▸ Records:
+ + +
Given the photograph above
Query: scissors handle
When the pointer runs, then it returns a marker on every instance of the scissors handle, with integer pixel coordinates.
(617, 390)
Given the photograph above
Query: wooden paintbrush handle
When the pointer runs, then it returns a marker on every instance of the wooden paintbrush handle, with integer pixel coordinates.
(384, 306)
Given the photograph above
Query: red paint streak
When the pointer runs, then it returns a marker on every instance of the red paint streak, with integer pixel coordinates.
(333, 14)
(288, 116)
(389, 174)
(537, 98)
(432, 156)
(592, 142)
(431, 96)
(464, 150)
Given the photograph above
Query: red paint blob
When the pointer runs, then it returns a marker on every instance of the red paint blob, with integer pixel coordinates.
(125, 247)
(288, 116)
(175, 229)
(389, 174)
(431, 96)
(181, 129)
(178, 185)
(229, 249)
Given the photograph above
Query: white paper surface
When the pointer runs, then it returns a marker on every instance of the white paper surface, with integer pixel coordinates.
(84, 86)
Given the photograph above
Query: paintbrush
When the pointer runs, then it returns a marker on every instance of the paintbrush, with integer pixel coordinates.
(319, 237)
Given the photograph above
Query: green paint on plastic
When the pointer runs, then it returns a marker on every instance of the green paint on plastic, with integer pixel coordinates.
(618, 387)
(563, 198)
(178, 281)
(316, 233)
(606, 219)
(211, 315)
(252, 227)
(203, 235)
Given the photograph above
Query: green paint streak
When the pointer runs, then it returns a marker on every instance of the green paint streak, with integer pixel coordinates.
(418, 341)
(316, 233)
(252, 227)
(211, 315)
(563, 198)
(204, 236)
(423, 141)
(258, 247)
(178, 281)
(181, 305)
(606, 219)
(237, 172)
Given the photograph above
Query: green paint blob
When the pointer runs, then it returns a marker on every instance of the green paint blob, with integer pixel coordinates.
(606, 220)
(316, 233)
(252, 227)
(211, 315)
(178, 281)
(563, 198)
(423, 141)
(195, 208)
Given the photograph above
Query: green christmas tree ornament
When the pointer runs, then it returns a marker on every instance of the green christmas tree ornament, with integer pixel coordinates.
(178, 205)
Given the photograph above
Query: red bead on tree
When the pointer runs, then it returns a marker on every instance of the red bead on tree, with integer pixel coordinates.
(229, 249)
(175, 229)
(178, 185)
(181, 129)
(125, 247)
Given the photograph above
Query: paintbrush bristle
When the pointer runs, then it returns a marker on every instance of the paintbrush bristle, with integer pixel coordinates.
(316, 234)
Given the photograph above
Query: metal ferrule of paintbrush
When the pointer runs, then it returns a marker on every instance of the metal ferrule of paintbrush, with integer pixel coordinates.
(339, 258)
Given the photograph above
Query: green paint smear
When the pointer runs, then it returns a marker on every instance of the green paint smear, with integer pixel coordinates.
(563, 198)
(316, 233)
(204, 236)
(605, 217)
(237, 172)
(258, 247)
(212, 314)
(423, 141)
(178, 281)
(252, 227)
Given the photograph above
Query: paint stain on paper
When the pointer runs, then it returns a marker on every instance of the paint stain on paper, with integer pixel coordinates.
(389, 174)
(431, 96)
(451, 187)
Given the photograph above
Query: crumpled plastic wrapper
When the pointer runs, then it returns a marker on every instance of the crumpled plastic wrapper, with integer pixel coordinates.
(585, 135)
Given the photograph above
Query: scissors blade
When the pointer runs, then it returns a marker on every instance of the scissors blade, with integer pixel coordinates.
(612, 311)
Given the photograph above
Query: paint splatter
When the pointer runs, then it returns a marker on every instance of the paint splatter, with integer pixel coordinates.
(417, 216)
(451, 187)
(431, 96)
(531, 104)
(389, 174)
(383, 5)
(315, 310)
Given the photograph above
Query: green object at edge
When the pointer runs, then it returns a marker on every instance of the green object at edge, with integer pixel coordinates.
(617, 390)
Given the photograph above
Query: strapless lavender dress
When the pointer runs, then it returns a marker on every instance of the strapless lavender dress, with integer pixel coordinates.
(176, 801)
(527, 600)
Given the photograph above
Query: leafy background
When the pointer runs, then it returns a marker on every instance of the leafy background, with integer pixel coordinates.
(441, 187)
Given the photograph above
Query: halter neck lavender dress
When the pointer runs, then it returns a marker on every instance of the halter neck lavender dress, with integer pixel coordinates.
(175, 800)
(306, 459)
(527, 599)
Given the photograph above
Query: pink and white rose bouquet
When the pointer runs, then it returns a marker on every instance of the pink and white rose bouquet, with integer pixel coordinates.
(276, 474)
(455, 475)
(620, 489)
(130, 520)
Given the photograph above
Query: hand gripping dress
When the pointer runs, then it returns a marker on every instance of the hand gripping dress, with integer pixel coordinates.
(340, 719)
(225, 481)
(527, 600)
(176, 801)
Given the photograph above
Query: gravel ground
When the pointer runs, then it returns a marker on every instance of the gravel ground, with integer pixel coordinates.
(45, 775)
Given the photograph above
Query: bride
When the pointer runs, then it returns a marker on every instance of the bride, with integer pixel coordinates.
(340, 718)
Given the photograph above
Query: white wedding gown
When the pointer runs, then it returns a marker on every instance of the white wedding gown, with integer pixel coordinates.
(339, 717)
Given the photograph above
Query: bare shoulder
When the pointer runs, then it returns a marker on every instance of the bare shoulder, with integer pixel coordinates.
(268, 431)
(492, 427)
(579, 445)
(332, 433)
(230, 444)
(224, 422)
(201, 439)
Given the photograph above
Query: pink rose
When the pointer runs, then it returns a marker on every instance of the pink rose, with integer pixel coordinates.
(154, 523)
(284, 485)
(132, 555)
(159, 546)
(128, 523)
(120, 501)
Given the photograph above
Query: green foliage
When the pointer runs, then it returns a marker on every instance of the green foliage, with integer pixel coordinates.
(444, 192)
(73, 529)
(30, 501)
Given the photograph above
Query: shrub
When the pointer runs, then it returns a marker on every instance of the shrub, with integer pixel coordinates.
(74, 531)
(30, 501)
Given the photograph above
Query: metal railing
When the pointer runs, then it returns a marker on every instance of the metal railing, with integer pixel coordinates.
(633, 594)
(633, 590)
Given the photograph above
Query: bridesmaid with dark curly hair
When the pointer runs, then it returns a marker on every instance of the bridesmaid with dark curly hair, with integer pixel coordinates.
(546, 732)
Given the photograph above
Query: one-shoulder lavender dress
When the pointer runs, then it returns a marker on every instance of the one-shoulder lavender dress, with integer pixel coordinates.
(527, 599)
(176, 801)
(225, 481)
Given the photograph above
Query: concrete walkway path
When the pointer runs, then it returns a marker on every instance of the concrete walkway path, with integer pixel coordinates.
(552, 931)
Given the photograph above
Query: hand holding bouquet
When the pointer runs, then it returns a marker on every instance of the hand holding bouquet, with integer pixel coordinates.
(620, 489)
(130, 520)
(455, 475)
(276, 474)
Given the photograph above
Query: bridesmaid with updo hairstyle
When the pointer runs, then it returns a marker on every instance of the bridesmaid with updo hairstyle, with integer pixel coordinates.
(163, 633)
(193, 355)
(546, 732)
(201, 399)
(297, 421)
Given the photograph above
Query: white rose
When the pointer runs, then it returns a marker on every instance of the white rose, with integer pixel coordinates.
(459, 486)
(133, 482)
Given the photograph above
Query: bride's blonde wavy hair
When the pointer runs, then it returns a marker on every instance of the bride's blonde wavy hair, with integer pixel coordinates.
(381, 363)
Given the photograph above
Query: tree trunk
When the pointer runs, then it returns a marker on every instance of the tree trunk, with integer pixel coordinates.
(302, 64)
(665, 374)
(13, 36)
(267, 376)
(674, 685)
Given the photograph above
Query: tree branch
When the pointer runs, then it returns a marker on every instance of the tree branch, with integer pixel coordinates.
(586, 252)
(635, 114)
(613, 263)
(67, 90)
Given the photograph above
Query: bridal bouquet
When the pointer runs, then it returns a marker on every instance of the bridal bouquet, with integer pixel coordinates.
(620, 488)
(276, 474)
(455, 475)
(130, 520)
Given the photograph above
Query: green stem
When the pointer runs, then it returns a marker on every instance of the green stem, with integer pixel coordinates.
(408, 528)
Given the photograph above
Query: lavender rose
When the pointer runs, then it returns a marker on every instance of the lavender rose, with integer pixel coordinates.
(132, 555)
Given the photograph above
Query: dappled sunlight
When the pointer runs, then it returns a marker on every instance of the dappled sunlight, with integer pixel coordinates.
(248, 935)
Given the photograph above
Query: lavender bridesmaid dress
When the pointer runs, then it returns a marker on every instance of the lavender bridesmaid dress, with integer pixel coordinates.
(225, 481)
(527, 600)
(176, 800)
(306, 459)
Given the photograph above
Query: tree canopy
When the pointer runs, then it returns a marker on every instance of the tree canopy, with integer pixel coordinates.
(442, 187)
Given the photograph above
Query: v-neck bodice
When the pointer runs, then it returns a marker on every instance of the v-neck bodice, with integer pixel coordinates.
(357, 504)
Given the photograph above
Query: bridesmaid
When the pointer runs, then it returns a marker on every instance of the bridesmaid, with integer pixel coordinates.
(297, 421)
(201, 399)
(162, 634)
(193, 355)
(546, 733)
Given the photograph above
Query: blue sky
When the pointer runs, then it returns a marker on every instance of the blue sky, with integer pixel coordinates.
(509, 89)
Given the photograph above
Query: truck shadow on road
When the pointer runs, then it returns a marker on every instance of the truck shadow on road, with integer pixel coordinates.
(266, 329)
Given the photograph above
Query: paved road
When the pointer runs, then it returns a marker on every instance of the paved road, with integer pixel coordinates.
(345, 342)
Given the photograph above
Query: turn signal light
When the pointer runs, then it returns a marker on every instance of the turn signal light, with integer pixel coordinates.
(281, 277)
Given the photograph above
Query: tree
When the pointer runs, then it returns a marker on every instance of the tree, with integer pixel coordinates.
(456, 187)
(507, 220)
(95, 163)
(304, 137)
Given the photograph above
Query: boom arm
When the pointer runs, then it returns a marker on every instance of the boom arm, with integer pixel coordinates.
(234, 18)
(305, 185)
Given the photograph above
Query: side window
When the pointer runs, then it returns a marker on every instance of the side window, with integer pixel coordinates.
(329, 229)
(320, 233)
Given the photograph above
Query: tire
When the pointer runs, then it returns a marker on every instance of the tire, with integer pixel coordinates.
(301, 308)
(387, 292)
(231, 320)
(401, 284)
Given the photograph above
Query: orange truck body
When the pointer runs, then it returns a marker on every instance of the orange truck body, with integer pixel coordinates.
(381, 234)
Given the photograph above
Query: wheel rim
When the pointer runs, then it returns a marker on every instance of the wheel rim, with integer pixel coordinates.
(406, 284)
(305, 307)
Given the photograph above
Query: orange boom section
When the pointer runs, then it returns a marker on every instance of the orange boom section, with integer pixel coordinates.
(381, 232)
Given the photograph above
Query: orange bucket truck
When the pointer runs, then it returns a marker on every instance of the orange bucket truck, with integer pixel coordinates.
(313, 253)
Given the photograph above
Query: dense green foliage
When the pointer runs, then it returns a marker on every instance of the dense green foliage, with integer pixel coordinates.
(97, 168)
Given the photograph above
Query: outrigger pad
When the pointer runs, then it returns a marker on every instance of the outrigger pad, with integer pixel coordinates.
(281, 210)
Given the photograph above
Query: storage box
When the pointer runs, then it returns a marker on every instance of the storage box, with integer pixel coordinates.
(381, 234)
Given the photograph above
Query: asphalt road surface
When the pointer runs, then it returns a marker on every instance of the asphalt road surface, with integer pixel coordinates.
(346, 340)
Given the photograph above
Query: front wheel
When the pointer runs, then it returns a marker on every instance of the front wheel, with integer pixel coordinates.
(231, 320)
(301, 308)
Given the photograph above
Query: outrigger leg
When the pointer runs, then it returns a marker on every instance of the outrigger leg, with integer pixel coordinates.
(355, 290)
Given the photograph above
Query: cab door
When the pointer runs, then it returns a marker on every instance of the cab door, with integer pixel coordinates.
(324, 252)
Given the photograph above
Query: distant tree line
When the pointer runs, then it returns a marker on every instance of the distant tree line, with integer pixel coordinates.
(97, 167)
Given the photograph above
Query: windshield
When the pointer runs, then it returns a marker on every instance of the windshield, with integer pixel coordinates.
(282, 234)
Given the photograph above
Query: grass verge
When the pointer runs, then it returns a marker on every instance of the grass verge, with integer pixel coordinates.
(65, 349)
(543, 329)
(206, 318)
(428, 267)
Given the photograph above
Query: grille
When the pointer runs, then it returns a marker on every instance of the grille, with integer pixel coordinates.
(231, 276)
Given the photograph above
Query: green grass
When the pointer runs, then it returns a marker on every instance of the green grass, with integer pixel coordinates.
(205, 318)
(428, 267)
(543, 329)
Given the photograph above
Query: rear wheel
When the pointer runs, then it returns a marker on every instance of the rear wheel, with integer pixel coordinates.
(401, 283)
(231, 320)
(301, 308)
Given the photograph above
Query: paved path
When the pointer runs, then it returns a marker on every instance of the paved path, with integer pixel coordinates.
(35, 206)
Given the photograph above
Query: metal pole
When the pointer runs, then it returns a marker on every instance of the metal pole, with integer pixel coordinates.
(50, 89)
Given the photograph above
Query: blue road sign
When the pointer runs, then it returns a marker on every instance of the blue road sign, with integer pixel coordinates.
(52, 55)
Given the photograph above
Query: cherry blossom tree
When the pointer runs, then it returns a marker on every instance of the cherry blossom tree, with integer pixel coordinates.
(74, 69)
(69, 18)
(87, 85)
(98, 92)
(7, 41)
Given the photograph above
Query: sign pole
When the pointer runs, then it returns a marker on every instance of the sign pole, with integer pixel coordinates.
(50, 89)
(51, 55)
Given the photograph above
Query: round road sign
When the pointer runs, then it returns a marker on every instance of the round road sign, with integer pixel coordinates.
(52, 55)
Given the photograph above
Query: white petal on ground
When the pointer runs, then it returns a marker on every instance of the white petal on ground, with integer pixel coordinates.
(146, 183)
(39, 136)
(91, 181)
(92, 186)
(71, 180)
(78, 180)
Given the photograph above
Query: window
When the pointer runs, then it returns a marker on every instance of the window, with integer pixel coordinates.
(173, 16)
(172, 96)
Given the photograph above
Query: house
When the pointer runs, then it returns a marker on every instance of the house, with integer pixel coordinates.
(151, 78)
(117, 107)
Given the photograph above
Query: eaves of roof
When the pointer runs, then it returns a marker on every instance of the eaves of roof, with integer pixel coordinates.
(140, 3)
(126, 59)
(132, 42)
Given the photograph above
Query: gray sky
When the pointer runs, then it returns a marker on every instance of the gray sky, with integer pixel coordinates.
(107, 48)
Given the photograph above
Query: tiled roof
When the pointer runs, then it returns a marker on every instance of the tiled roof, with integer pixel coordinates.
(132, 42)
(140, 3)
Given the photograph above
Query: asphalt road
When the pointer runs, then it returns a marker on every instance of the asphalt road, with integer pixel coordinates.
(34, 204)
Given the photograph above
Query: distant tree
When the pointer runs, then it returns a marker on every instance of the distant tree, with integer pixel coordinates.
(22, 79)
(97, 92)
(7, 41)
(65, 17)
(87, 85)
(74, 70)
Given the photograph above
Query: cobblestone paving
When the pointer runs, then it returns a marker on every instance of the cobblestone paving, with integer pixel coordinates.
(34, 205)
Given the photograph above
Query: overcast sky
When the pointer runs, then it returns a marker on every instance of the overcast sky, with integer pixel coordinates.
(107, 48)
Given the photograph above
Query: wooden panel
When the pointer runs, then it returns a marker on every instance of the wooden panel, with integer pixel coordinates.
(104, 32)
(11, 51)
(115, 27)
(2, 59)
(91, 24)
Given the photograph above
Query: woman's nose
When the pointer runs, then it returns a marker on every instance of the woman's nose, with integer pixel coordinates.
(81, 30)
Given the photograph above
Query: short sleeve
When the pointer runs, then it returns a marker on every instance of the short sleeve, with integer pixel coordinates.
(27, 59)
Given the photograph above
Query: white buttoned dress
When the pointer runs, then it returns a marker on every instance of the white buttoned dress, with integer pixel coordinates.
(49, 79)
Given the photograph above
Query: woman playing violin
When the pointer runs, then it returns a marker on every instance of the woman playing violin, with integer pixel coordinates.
+ + +
▸ DO THIS: Please select every line of the data above that contains the string "roof", and copy each one out. Case counts.

▸ REPLY TO THE EXERCISE:
Query: eaves of roof
When the pointer runs, then it returns a marker on every instance of the eaves of roof, with integer pixel coordinates.
Query: tiled roof
When the pointer runs, then it returns a marker on every instance of the tiled roof, with integer pixel coordinates.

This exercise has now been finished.